#### Written tasks:
a) Translate this sentence from the comment thread on reward checking accounts into Spanish: "I try to debit about $200.00 plus or minus per account each month."
b) Find each line of the records below that contains the word "white", and copy those lines.

#### Reading passage:
## BEGIN

Comment #1 by Anonymous posted on
Anonymous
Reading this article, I wonder how much each saver spends per month for each of his/her reward checking account (he/she may have more than one accounts). What about setting up a poll for the question? Also, thank you for your wonderful site. I read it everyday.

 

3
Comment #2 by Anonymous posted on
Anonymous
I spend $60-100 each month and make at least 2 extra purchases on top of the minumum transactions required.

4
Comment #3 by pdxmale posted on
pdxmale
I try to debit about $200.00 plus or minus per account each month.

I also alternate a small charge (1,00 ish to a utility such as Comcast or AT&T) with a regular charge.

I have never had a problem with any of the RCAs, and I have 12 active accounts with the MAX balance in each one.

3
Comment #4 by Anonymous posted on
Anonymous
I think that it is really awesome that things like RCA are even out there for the customer.  When you look at what the national banks are doing in terms of charging fees - it's seems like a no-brainer to switch to a bank that is willing to pay you as opposed to charge you.

So - witht that being said - I hope that few people would try to take advantage of these awesome RCAs. No sense in having a few bad apples ruin it for all of us. I have no problem with the bank kicking out people like that.

4
Comment #5 by scottj posted on
scottj
Count me as another who is happy banks are kicking people out, thats much better than them just stopping to offer the rewards accounts.  From other sites I still see people doing the pay a bill in $1 increments and thats clearly against the "true spirit of the account". I try and average my monthly charges to the amount of interest I get which is around $240-$250 a month. This way the account always stays right around the max

4
Comment #6 by Anonymous posted on
Anonymous
I have many kasasa accounts and spend about $50 or $100 on each of them. I almost wanted to ask Jeff Davis bank how I got caught to avoid getting kicked out of my other much higher limit kasasa accounts.

4
Comment #7 by Anonymous posted on
Anonymous
I'm using like less than $10 each month.

At gas station, pump for .50, or at drug store photo print for .20. etc.

Everything I spent is less than one dollar... I might be tricked later...

3
Comment #8 by Buddtaoist posted on
Buddtaoist
To pdxmale: You mean you have 12 accounts with debit of $200/month at least. If each acccount requires 10 debit card purchase, you can manage (12x10)120 times purchases with your debit cards each single month. And it is at least $2400 spending in stores. How can you make it?  There must be a lot of people like me who wants to know about it.

## END

#### Provided data:
## BEGIN

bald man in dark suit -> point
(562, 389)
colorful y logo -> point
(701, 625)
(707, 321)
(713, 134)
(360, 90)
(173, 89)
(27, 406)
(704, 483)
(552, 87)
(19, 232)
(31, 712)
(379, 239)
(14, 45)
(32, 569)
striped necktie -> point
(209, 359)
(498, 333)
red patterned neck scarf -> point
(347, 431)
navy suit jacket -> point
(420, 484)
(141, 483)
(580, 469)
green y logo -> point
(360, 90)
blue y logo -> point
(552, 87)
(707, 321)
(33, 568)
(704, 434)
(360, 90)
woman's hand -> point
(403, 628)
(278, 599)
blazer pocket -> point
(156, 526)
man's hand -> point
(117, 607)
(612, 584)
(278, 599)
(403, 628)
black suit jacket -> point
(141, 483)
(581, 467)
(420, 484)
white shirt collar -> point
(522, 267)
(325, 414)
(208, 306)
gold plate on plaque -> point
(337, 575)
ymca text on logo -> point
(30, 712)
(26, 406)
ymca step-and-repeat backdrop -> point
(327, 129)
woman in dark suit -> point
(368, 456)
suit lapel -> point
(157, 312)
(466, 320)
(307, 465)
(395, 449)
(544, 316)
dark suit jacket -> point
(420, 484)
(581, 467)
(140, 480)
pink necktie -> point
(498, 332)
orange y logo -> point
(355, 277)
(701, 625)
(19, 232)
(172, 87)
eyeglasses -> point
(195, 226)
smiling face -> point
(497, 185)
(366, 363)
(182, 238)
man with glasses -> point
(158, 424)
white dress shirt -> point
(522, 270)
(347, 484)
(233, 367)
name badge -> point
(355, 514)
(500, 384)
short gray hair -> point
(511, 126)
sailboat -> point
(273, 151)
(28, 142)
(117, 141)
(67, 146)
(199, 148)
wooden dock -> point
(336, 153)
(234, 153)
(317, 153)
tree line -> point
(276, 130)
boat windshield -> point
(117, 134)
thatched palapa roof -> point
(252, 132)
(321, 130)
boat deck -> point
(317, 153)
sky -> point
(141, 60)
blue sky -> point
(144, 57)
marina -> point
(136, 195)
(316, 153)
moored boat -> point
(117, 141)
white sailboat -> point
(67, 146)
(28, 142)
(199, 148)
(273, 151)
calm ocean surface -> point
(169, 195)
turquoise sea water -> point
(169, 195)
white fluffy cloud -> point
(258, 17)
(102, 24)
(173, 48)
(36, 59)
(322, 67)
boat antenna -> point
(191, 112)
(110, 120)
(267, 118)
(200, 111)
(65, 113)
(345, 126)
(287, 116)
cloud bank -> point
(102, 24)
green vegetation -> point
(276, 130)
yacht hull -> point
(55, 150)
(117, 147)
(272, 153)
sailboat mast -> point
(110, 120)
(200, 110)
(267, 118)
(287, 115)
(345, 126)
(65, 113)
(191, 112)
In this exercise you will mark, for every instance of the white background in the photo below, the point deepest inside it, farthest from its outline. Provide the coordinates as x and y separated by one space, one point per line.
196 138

## END
## BEGIN

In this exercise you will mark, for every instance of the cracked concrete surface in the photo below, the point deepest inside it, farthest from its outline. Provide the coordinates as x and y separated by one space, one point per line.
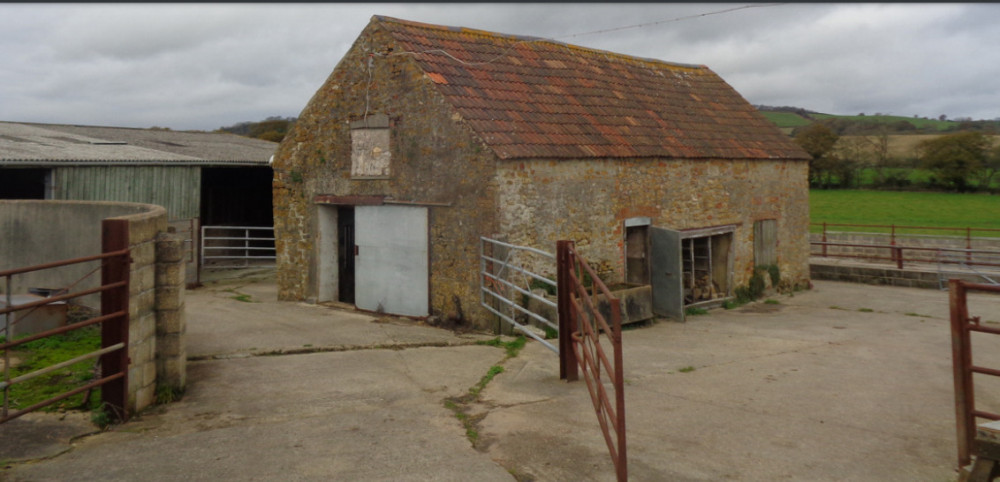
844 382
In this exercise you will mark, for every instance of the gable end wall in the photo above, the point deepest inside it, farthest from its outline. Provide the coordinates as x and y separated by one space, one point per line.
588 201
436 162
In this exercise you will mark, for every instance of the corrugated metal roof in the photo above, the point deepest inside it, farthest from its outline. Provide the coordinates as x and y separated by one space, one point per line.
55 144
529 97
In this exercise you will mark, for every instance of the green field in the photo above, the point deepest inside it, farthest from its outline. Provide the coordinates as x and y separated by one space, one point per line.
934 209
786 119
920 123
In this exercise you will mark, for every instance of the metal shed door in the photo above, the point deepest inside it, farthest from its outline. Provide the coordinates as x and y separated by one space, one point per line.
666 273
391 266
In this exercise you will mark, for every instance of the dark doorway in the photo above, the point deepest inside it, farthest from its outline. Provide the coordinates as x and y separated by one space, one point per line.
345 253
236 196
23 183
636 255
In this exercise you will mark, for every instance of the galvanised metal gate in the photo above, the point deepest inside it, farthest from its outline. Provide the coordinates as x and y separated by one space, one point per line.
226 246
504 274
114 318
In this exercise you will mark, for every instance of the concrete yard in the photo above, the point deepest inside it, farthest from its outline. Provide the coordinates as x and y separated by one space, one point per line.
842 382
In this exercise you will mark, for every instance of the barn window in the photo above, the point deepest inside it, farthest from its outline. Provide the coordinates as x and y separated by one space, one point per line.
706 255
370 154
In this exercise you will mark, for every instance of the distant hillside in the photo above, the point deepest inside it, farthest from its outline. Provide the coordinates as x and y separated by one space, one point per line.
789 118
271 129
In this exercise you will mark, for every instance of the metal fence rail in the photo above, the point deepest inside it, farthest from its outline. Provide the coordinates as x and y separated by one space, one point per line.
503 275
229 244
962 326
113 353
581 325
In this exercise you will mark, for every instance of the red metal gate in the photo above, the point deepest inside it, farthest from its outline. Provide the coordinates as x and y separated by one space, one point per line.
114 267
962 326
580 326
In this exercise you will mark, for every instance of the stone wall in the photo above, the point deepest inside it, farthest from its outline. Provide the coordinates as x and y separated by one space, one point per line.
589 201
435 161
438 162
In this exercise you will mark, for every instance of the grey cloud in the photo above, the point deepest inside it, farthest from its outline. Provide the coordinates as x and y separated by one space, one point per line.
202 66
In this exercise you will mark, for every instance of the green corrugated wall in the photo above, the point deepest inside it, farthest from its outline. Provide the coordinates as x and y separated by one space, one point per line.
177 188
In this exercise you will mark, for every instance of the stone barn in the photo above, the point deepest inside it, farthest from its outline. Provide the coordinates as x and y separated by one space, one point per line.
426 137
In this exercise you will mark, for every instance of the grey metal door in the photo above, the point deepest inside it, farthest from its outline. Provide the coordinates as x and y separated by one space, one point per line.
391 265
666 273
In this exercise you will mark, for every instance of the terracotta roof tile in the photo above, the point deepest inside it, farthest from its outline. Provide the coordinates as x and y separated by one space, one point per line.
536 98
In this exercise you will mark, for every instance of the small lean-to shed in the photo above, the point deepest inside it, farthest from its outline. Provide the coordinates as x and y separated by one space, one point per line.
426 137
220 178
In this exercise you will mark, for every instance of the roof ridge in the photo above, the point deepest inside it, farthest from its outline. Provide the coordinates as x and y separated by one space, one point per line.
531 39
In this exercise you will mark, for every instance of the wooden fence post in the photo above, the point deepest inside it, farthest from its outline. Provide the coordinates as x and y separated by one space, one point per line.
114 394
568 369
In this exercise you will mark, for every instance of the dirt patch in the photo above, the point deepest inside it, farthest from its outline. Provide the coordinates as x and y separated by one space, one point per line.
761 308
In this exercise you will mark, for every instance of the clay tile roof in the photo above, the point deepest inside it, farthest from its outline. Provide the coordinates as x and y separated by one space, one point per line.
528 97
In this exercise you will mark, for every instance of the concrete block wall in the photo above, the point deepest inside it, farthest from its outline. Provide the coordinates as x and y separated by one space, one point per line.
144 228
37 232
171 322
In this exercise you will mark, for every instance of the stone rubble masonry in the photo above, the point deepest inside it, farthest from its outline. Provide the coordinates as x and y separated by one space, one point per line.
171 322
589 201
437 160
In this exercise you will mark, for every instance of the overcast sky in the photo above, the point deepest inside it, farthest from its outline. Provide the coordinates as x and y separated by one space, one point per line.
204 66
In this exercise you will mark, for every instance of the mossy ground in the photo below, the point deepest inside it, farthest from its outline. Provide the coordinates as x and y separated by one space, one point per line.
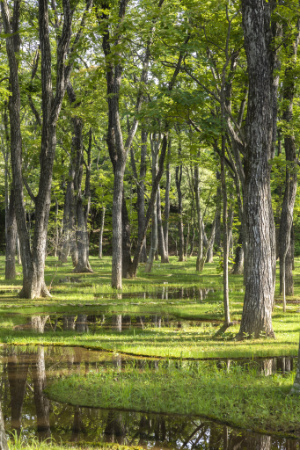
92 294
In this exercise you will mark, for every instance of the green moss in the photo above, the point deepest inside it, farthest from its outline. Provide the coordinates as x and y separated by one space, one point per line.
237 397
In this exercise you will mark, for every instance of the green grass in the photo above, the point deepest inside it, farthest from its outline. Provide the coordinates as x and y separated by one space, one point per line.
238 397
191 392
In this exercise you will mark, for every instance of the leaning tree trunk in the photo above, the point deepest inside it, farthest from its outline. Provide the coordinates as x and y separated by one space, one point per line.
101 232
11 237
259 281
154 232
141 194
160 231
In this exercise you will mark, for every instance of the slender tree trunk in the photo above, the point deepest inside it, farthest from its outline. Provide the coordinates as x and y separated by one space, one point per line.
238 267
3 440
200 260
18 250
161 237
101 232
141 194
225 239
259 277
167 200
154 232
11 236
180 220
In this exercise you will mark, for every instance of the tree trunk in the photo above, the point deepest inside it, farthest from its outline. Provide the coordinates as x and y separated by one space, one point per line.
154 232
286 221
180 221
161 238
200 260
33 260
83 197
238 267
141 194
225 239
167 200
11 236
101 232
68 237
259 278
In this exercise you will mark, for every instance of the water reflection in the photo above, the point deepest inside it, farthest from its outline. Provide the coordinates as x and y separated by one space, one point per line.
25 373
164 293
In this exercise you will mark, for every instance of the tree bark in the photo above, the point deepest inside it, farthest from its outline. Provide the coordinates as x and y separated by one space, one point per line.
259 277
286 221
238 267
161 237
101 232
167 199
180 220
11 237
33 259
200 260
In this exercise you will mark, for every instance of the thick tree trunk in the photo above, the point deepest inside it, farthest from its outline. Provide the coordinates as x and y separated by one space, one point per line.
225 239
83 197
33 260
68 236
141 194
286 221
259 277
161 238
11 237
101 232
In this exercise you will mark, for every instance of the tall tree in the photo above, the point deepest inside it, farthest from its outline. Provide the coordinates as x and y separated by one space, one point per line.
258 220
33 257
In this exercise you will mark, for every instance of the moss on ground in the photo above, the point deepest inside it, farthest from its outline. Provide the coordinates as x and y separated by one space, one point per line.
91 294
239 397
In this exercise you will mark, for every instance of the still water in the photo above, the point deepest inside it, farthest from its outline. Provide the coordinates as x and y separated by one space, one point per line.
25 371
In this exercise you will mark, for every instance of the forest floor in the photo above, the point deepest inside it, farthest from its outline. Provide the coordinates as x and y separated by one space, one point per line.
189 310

## END
## BEGIN

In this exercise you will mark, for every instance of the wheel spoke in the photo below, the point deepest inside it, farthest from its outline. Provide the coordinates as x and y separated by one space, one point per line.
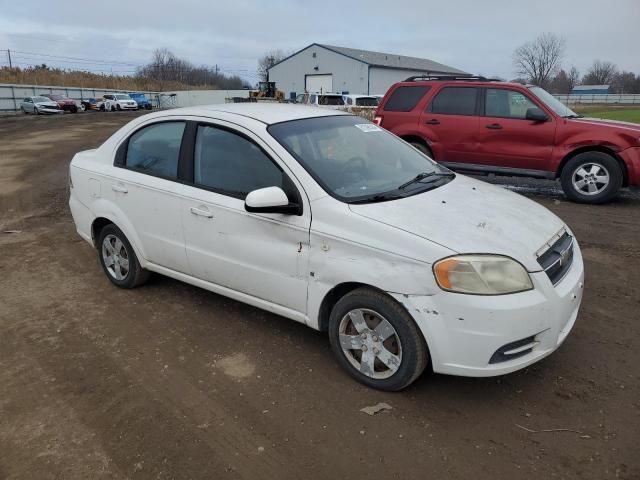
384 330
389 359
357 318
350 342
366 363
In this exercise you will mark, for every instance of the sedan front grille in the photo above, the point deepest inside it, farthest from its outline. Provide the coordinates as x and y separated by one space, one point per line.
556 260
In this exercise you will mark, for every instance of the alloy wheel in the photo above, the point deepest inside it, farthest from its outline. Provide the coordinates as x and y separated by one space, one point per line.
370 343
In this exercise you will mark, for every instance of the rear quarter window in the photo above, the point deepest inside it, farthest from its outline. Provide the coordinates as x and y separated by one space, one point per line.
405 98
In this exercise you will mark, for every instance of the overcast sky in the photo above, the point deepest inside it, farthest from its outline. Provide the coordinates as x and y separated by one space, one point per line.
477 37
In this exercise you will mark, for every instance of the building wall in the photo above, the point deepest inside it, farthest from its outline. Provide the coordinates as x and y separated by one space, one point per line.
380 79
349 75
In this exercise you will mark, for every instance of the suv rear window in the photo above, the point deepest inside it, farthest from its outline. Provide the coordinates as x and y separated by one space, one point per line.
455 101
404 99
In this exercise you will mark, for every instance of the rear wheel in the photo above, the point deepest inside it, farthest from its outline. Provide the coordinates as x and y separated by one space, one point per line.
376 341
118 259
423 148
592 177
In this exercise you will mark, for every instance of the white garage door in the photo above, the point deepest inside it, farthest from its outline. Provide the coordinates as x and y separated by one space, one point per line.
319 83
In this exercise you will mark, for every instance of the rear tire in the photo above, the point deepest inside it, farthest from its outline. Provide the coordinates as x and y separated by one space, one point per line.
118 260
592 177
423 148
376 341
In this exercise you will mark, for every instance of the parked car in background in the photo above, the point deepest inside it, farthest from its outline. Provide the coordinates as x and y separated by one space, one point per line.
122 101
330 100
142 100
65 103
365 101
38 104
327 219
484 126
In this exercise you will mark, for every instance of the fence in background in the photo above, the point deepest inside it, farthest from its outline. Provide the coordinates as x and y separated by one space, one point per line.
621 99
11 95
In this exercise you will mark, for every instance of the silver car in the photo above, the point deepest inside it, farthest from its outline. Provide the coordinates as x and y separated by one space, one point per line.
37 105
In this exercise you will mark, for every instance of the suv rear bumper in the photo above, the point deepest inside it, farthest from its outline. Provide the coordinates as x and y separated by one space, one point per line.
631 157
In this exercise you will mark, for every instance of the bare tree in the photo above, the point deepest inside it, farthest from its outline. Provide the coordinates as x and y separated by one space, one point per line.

## END

#### Results for each task:
a) Procuro debitar unos $200.00, más o menos, por cuenta cada mes.

b)
white shirt collar -> point
white dress shirt -> point
white sailboat -> point
white fluffy cloud -> point
In this exercise you will mark, for every instance of the white background in the photo below, the point deepest inside it, farthest from its outline. Provide the coordinates as x and y separated by one space, one point per line.
In this exercise you will mark, for every instance of the white garage door in the photo above, the point deepest inside it, farthest from its outline. Provide the coordinates as x and y separated by one space, one point per line.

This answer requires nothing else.